PROBLEM DETAILS
Count the lines in the rows below that contain the string "foliage", where case counts, and reply with that number alone.

DATA TO USE
* * *
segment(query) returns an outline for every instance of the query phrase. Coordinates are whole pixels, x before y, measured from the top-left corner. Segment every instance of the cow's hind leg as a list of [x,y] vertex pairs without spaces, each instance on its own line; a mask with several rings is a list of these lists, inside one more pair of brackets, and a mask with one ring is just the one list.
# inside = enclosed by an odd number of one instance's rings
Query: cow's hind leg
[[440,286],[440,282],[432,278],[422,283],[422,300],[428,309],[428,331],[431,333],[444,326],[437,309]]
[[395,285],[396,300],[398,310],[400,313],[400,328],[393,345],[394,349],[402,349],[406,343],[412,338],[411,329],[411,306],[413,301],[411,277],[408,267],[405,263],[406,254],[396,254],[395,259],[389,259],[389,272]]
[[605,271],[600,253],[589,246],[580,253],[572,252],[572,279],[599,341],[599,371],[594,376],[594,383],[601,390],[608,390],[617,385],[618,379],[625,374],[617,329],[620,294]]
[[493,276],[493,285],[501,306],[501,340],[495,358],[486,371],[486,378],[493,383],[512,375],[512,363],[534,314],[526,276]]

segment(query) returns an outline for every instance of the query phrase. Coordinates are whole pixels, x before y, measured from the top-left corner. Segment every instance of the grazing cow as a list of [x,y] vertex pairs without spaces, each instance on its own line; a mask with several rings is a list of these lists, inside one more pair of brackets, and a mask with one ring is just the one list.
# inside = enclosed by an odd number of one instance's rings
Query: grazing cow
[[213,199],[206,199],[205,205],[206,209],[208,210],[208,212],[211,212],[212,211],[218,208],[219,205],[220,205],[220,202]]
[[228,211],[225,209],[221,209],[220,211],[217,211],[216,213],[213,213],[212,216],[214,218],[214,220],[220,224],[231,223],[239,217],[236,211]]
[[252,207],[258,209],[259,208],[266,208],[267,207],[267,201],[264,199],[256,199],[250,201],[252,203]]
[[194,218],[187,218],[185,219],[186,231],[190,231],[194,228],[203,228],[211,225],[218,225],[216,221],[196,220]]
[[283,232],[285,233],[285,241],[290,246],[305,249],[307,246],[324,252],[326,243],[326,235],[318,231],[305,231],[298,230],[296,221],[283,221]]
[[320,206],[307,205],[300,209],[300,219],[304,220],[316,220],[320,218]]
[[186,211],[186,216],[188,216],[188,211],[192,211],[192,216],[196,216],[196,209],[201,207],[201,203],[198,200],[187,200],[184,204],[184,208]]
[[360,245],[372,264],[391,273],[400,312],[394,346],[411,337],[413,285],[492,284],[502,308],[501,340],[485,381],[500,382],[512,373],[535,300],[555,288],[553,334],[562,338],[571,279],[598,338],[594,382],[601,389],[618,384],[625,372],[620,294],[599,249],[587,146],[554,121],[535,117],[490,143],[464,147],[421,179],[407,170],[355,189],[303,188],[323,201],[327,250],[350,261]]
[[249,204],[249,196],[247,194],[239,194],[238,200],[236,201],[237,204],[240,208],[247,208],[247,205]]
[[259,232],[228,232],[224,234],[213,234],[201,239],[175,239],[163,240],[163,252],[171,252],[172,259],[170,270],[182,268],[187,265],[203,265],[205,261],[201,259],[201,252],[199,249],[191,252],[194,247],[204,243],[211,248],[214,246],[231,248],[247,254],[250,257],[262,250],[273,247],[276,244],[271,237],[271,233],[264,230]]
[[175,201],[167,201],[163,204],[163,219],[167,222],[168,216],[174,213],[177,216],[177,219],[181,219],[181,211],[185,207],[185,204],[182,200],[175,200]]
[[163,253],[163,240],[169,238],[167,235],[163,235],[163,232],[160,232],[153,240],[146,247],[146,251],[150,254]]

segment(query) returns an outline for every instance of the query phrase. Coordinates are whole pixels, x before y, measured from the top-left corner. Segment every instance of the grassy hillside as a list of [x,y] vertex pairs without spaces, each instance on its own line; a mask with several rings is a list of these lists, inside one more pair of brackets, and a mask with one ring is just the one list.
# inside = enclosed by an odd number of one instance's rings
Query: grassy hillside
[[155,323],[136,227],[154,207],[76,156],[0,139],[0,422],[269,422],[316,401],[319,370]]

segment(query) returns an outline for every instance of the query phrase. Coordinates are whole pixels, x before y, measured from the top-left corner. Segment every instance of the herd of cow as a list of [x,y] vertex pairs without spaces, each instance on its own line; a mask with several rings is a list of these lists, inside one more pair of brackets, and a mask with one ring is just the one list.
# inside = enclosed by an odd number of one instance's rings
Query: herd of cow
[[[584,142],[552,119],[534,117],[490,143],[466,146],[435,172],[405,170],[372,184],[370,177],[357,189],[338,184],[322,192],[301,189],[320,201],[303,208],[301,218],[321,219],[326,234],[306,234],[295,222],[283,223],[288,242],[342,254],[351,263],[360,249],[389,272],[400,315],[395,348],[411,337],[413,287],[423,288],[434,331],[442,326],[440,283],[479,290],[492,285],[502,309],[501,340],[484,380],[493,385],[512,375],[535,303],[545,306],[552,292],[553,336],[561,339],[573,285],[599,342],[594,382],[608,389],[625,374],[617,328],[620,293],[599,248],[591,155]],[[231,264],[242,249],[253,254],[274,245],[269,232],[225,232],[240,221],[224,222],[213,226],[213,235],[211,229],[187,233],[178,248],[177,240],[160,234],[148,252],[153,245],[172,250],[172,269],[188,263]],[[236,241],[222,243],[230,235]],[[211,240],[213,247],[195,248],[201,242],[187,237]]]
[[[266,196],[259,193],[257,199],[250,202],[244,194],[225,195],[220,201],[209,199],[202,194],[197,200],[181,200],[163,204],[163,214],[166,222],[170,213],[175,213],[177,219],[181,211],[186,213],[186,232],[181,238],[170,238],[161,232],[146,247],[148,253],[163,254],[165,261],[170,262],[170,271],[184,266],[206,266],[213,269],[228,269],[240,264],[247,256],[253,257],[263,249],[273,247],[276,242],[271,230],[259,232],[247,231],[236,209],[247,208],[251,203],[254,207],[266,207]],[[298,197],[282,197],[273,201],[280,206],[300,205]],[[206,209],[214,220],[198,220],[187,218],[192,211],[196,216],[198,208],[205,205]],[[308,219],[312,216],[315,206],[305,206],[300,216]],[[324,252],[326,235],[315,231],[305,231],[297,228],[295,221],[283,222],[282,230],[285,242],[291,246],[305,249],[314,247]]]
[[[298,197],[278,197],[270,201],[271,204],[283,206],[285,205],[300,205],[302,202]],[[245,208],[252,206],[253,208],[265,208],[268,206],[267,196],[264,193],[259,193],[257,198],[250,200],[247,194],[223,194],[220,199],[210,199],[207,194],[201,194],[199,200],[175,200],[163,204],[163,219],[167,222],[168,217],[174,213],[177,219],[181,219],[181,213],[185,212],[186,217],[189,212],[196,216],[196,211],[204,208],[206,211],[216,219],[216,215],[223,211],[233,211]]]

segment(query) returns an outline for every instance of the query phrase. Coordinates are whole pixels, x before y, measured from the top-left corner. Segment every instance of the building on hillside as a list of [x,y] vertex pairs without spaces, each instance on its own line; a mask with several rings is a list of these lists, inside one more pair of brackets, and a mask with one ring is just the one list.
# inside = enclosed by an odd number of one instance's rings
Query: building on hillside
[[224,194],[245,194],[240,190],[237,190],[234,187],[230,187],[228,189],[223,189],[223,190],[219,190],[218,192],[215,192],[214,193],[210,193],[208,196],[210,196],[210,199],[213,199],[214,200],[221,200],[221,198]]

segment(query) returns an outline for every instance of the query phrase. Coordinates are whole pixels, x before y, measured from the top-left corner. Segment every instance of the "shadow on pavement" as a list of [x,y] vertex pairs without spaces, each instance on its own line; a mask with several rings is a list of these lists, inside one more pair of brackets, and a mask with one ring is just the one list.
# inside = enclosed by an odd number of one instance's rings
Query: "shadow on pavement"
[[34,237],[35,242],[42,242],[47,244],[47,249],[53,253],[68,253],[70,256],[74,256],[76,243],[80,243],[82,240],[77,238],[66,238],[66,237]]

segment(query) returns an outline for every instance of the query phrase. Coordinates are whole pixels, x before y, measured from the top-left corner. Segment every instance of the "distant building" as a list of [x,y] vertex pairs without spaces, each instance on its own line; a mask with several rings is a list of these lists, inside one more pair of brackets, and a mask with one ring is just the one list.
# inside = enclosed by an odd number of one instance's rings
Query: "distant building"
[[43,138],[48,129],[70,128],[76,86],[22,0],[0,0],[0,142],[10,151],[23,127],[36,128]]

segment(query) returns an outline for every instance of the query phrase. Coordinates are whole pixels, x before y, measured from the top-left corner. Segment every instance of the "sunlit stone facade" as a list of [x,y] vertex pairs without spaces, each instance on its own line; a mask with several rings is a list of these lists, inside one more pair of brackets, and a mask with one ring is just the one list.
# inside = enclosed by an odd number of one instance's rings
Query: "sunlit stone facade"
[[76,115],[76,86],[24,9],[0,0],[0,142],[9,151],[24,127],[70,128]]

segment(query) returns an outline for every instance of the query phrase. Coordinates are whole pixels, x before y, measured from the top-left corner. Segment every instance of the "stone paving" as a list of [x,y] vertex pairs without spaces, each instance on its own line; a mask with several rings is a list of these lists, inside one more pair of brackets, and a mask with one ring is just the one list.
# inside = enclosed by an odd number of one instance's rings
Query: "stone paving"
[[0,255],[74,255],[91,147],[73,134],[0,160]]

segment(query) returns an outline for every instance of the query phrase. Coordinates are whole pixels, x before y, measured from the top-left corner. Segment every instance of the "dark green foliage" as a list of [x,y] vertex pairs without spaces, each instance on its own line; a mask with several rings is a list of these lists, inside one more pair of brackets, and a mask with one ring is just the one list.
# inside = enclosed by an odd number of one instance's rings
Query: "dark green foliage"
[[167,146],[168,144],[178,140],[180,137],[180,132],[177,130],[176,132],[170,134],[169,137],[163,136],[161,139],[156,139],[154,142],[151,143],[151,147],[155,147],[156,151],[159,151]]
* * *
THE ANSWER
2